(Dataset entries)

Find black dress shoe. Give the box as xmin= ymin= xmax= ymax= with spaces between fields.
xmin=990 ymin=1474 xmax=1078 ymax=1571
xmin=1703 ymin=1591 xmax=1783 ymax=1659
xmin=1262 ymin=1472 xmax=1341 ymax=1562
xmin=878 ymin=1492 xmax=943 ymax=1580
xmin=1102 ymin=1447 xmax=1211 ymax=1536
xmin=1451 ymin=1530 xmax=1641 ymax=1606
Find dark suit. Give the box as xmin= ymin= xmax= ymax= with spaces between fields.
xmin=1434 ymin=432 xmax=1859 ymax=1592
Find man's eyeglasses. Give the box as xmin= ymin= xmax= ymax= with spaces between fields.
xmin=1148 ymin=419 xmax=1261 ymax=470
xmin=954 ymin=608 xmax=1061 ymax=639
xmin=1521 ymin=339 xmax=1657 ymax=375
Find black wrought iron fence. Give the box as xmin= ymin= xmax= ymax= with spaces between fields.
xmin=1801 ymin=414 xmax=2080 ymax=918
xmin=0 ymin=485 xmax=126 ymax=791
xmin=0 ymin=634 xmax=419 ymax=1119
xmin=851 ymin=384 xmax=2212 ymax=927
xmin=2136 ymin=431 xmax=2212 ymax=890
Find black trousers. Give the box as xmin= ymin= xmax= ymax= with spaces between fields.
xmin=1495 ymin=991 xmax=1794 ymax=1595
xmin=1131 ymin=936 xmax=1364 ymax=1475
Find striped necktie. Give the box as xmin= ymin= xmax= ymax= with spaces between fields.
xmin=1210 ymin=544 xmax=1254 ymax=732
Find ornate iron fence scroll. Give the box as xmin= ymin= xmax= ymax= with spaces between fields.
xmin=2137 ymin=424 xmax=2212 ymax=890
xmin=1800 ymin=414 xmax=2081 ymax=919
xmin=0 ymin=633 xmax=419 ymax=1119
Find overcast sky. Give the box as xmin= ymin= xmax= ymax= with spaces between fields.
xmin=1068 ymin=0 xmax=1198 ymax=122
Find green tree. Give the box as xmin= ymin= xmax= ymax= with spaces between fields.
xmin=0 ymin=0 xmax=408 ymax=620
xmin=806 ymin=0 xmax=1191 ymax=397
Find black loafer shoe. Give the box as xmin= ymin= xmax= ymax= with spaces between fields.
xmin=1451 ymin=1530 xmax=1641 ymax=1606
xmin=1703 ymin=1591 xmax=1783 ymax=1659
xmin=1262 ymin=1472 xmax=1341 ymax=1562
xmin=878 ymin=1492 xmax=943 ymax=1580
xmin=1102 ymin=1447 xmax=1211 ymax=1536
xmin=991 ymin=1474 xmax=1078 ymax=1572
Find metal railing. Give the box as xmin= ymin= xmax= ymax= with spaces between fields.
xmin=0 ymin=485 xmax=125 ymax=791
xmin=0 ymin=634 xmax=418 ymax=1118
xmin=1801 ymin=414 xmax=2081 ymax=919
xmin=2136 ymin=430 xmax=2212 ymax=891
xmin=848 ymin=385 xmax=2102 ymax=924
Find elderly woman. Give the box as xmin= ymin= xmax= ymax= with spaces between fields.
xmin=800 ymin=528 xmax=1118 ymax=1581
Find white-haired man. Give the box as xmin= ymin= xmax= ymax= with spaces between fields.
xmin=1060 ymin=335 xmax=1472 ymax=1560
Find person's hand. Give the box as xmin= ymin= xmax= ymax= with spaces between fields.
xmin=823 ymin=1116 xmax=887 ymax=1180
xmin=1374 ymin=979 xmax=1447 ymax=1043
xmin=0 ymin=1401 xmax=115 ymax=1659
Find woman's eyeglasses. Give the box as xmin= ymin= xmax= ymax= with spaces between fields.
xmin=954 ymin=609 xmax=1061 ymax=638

Work instructions =>
Each of the entries above needs to be given again exactly.

Answer space =>
Find black dress shoe. Give the box as xmin= ymin= xmax= ymax= with spaces between fields.
xmin=990 ymin=1474 xmax=1078 ymax=1571
xmin=1703 ymin=1591 xmax=1783 ymax=1659
xmin=1262 ymin=1472 xmax=1341 ymax=1562
xmin=878 ymin=1492 xmax=943 ymax=1580
xmin=1102 ymin=1447 xmax=1211 ymax=1536
xmin=1451 ymin=1530 xmax=1641 ymax=1606
Find dark suit. Give the box as xmin= ymin= xmax= ymax= with spaces between fields.
xmin=1434 ymin=432 xmax=1859 ymax=1592
Find man's eyeglasses. Give the box as xmin= ymin= xmax= ymax= with spaces between fields.
xmin=1148 ymin=419 xmax=1261 ymax=470
xmin=954 ymin=608 xmax=1061 ymax=639
xmin=1521 ymin=339 xmax=1657 ymax=375
Find black wrought iron fence. Give the box as xmin= ymin= xmax= ymax= with spaces between fields.
xmin=1801 ymin=414 xmax=2080 ymax=918
xmin=0 ymin=485 xmax=126 ymax=791
xmin=0 ymin=634 xmax=419 ymax=1119
xmin=851 ymin=384 xmax=2212 ymax=927
xmin=2136 ymin=431 xmax=2212 ymax=890
Find black trousers. Give the box as xmin= ymin= xmax= ymax= with spaces between fields.
xmin=1495 ymin=991 xmax=1794 ymax=1595
xmin=1131 ymin=936 xmax=1364 ymax=1475
Find striped necktie. Give the box as xmin= ymin= xmax= ymax= with spaces between fields.
xmin=1210 ymin=544 xmax=1254 ymax=732
Find ornate iron fence scroll. Give the box as xmin= ymin= xmax= ymax= with spaces between fields.
xmin=2137 ymin=424 xmax=2212 ymax=890
xmin=1800 ymin=414 xmax=2081 ymax=919
xmin=0 ymin=633 xmax=419 ymax=1119
Find overcast sky. Give the box as xmin= ymin= xmax= ymax= with spaces between fields.
xmin=1068 ymin=0 xmax=1198 ymax=122
Find green tree. Give the box as xmin= ymin= xmax= ymax= with spaces between fields.
xmin=0 ymin=0 xmax=408 ymax=620
xmin=806 ymin=0 xmax=1191 ymax=397
Find black loafer shoe. Give the box as xmin= ymin= xmax= ymax= with spaces between fields.
xmin=1451 ymin=1530 xmax=1641 ymax=1606
xmin=1703 ymin=1591 xmax=1783 ymax=1659
xmin=1262 ymin=1472 xmax=1341 ymax=1562
xmin=878 ymin=1492 xmax=943 ymax=1580
xmin=1102 ymin=1447 xmax=1211 ymax=1536
xmin=991 ymin=1474 xmax=1078 ymax=1572
Find metal railing. Give the box as xmin= ymin= xmax= ymax= with spaces between fields.
xmin=0 ymin=485 xmax=125 ymax=791
xmin=0 ymin=634 xmax=418 ymax=1118
xmin=1801 ymin=414 xmax=2081 ymax=919
xmin=2136 ymin=430 xmax=2212 ymax=891
xmin=848 ymin=385 xmax=2102 ymax=924
Find elderly woman. Give the box as xmin= ymin= xmax= ymax= with spaces between fields.
xmin=800 ymin=528 xmax=1118 ymax=1581
Find white-haired man. Give the box as xmin= ymin= xmax= ymax= with spaces between fields.
xmin=1060 ymin=335 xmax=1472 ymax=1560
Find person's hand. Give the box as xmin= ymin= xmax= ymax= with spaces between fields.
xmin=823 ymin=1116 xmax=887 ymax=1180
xmin=1374 ymin=979 xmax=1447 ymax=1043
xmin=0 ymin=1401 xmax=115 ymax=1659
Find woman's eyeglasses. Give the box as xmin= ymin= xmax= ymax= with spaces between fields.
xmin=954 ymin=609 xmax=1061 ymax=638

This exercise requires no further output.